— Texte à lire —

----

Université, contrat social
et Révolution
Baccar Gherib[1]
Il ne s’agit pas de défendre ici la thèse hasardeuse
que l’université tunisienne ait constitué une force de frappe consciente de la
révolution, par la supposée mobilisation des étudiants et leur formation à
l’analyse critique de leur société. Bien au contraire, aussi bien les acteurs
de l’université que ses observateurs les plus avertis savent très bien que celle-ci
n’est plus, depuis les années 1990, un espace de débat et d’initiation à la
politique et à la citoyenneté. Car l’ancien régime a réussi, dans une très
grande mesure, son entreprise de dépolitisation des masses estudiantines.
La thèse que je voudrais développer est tout autre.

----

— Données brutes —
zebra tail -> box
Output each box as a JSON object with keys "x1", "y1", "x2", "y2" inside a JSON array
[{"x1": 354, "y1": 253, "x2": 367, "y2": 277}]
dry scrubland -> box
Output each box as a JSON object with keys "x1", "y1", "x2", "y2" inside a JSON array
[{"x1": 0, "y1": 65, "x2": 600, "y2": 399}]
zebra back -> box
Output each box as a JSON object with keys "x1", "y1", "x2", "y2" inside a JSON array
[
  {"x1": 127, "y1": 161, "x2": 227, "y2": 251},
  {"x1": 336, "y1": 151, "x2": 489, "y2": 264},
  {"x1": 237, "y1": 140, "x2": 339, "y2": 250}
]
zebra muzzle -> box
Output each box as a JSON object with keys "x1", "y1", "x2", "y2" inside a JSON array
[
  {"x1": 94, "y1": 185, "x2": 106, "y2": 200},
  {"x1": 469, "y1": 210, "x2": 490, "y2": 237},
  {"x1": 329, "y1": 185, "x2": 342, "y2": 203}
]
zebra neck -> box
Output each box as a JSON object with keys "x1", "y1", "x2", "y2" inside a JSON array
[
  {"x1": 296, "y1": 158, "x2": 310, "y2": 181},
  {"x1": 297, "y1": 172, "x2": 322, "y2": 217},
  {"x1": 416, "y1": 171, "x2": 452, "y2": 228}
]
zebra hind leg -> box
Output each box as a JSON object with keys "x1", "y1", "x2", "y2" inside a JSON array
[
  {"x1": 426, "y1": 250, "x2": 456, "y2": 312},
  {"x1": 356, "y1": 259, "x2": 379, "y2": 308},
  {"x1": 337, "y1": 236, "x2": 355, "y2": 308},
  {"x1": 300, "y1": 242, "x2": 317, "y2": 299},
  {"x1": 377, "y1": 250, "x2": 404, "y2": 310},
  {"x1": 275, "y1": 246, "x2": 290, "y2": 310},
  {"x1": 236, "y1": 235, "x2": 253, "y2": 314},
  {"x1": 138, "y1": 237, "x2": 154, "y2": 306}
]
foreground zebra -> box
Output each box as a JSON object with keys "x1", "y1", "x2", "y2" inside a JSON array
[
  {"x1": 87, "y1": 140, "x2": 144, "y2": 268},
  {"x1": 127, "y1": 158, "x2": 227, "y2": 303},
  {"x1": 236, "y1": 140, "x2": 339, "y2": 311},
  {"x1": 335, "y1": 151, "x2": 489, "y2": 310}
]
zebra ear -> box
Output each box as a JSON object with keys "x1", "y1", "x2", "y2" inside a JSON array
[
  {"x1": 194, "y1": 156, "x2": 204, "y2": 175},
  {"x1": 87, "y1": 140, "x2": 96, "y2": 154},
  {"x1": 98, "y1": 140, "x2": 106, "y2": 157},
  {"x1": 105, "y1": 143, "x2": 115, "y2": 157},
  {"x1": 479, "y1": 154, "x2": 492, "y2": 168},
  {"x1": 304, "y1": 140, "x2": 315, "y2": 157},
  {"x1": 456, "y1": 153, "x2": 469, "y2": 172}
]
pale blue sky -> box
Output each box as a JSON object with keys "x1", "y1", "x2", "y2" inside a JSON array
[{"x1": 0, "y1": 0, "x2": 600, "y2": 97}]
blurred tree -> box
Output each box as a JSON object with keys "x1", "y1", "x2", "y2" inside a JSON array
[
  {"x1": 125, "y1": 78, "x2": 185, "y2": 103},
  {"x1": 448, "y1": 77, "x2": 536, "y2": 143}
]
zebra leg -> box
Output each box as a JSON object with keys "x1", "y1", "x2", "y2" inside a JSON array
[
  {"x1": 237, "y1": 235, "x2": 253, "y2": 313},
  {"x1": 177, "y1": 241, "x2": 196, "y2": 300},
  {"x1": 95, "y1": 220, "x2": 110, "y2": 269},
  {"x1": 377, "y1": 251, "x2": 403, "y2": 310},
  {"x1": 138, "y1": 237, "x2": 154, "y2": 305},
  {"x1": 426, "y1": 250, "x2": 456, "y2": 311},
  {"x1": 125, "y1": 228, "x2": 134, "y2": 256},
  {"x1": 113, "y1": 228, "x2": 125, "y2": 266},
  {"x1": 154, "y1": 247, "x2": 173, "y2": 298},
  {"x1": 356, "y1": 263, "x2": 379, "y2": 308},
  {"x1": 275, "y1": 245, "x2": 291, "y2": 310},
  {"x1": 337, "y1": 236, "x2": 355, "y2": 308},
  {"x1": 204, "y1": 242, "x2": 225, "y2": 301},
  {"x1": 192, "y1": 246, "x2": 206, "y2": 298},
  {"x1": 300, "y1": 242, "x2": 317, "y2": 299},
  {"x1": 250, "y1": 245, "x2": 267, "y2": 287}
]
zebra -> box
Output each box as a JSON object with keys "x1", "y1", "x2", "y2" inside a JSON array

----

— Objectifs —
a – Extrayez du texte sur l'université et la révolution le passage qui commence par « Université, contrat social » et se poursuit jusqu'à « est tout autre. ».
b – Prolongez le texte sur l'université et la révolution à partir de l'endroit où il s'arrête.
Les enregistrements proviennent d'une autre source que le texte.

— Réponses aux consignes —
a –
Université, contrat social
et Révolution
Baccar Gherib[1]
Il ne s’agit pas de défendre ici la thèse hasardeuse
que l’université tunisienne ait constitué une force de frappe consciente de la
révolution, par la supposée mobilisation des étudiants et leur formation à
l’analyse critique de leur société. Bien au contraire, aussi bien les acteurs
de l’université que ses observateurs les plus avertis savent très bien que celle-ci
n’est plus, depuis les années 1990, un espace de débat et d’initiation à la
politique et à la citoyenneté. Car l’ancien régime a réussi, dans une très
grande mesure, son entreprise de dépolitisation des masses estudiantines.
La thèse que je voudrais développer est tout autre.

b –
Elle consiste à partir des causes profondes de la révolution tunisienne et de
montrer qu’une partie de celles-ci gît dans un long processus de perversion et
de dégradation de l’Université tunisienne. Autrement dit, l’université aurait été,
de manière inconsciente, l’une des principales causes aux origines du
déclenchement de la révolution tunisienne. Nous estimons, en effet, que la
décision non réfléchie et unilatérale de massifier l’université tunisienne, dès
le milieu des années 1990, a mis celle-ci en porte-à-faux par rapport au modèle
de développement économique, créant ainsi un chômage de masse inédit parmi les
diplômés du supérieur. Elle aura ainsi contribué à rompre l’un des éléments
clés du contrat social tunisien fondé sur une mobilité sociale ascendante selon
une logique méritocratiequ.
I) Révolution et chômage des diplômés
Revenons au moment initial de la Révolution. Celle-ci
se déclenche avec l’immolation, le 17 décembre 2010, du jeune Mohamed Bouazizi.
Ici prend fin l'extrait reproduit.